» Directions
Exact copy without images: repeat every entry as written.

» Dataset records
<<<<

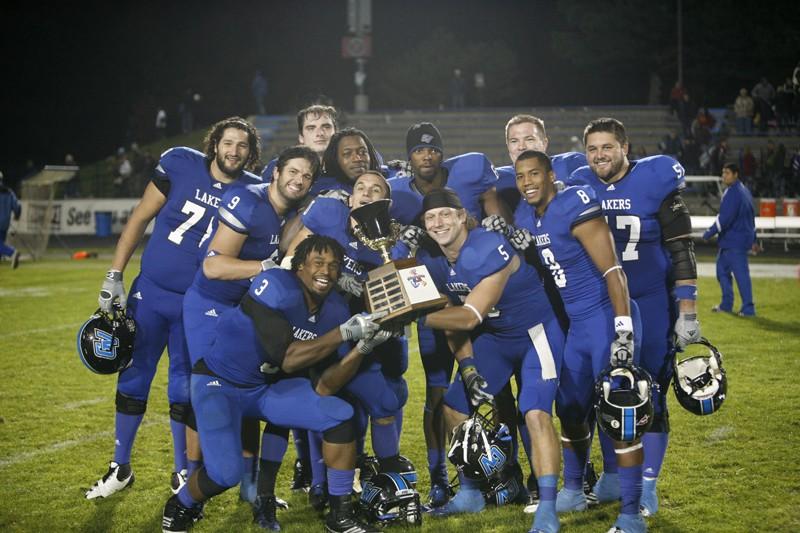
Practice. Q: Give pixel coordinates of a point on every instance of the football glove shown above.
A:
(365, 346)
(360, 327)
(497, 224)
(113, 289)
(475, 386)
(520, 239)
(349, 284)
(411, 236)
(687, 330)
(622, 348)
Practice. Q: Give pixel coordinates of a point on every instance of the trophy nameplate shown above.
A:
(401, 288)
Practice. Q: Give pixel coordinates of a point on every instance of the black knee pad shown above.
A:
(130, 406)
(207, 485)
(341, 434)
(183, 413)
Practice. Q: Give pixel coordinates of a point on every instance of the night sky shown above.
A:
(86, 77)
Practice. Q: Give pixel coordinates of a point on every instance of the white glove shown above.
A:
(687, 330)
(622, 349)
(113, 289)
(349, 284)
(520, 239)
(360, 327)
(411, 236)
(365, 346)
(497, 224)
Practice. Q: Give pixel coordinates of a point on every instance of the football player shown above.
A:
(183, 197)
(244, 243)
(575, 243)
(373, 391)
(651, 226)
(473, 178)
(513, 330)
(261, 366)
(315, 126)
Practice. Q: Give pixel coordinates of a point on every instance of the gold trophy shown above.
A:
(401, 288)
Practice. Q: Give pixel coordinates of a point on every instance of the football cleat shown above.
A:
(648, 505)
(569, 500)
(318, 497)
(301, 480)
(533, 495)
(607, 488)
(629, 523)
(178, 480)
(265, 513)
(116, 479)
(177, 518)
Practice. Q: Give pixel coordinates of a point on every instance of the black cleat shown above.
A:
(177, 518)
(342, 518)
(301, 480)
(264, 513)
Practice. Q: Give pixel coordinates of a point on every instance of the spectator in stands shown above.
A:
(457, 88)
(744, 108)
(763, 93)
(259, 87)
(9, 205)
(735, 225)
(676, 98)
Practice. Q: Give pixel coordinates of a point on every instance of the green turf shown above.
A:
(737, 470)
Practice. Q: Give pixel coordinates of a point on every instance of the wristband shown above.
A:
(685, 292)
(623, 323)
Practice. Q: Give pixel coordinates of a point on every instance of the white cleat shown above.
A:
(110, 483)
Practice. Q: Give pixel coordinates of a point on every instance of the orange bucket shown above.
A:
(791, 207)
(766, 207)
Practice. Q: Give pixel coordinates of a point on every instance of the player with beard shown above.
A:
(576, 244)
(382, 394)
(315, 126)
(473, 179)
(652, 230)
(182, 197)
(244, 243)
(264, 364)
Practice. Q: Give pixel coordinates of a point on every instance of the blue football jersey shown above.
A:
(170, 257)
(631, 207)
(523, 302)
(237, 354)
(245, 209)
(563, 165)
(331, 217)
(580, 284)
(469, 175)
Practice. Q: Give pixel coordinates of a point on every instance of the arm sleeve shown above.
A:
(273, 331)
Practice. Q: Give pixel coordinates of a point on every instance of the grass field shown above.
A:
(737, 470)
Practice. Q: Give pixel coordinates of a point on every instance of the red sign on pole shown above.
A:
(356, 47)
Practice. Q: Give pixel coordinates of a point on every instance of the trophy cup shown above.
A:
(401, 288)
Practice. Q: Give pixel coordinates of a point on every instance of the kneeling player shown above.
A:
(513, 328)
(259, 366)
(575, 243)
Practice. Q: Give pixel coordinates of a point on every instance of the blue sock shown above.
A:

>>>>

» Exercise answer
Practice. Q: Give pixel coordinates of a point on every instance of the football glove shown above.
A:
(365, 346)
(360, 327)
(497, 224)
(113, 289)
(475, 386)
(520, 239)
(349, 284)
(411, 236)
(687, 330)
(622, 348)
Practice. Q: Give pixel coordinates of a point on every instance of the trophy nameplate shown above.
A:
(401, 288)
Practice. Q: Give pixel coordinates of a point on every instance of the black knee pad shown above.
A:
(130, 406)
(207, 485)
(341, 434)
(183, 413)
Practice. Q: Give pixel coordinates of a point on every instance of the night sky shown above.
A:
(86, 77)
Practice. Q: Give pixel coordinates of a point on every instance of the white glove shown above.
A:
(687, 330)
(622, 349)
(113, 289)
(349, 284)
(520, 239)
(360, 327)
(411, 236)
(365, 346)
(497, 224)
Practice. Q: Give pixel coordinates of a point on every instance of the football player shown above.
A:
(183, 197)
(244, 243)
(575, 243)
(373, 391)
(651, 226)
(473, 178)
(513, 330)
(261, 366)
(315, 126)
Practice. Q: Give pixel coordinates of a point on every instance of the gold trophy shown above.
A:
(401, 288)
Practice. Q: Give pixel coordinates of a point on every instance of the football cleat shown above.
A:
(648, 505)
(569, 500)
(318, 497)
(301, 480)
(533, 495)
(607, 488)
(629, 523)
(178, 480)
(265, 513)
(116, 479)
(177, 518)
Practice. Q: Give pixel coordinates of a point on every instance of the black cleat shown above.
A:
(177, 518)
(342, 518)
(301, 480)
(264, 513)
Practice. Q: Give pixel coordinates of a point on every instance of the spectator in stands shown above.
A:
(457, 88)
(744, 108)
(763, 93)
(259, 87)
(9, 205)
(735, 225)
(676, 98)
Practice. Q: Give pixel coordinates of a point on every instance of the green turf shown above.
A:
(737, 470)
Practice. Q: Give pixel coordinates of a point on every instance of the wristband shown above.
A:
(685, 292)
(623, 323)
Practice. Q: Give pixel coordinates of a point on every instance of the white cleat shown above.
A:
(110, 483)
Practice. Q: Give pixel coordinates of a point on every instance of the orange bucket shown above.
A:
(791, 207)
(766, 207)
Practice. Q: Give pixel coordinates of a point on every instance of the player with beard shown above.
A:
(576, 244)
(382, 394)
(315, 126)
(473, 179)
(652, 230)
(182, 197)
(244, 243)
(264, 364)
Practice. Q: Give pixel coordinates of a point on every instance of the blue football jersey shown above.
A:
(170, 257)
(631, 207)
(523, 302)
(237, 354)
(245, 209)
(563, 165)
(331, 217)
(580, 284)
(469, 175)
Practice. Q: Give pixel coordinates of a point on every instance of the arm sleeve shown above.
A:
(273, 331)
Practice. Q: Give pixel coordinates of a point on every instance of the grass field shown above.
A:
(737, 470)
Practice. Q: Give pixel coordinates of a point on every instance of the red sign on pole shown above.
A:
(356, 47)
Practice. Q: Give pixel coordinates of a point on every instance of the trophy cup shown above.
A:
(401, 288)
Practice. Q: Give pixel coordinates of a point on every instance of the kneeling player shown above.
A:
(513, 328)
(259, 366)
(575, 243)
Practice. Q: Give pixel coordinates of a point on every instance of the blue sock shown above.
A:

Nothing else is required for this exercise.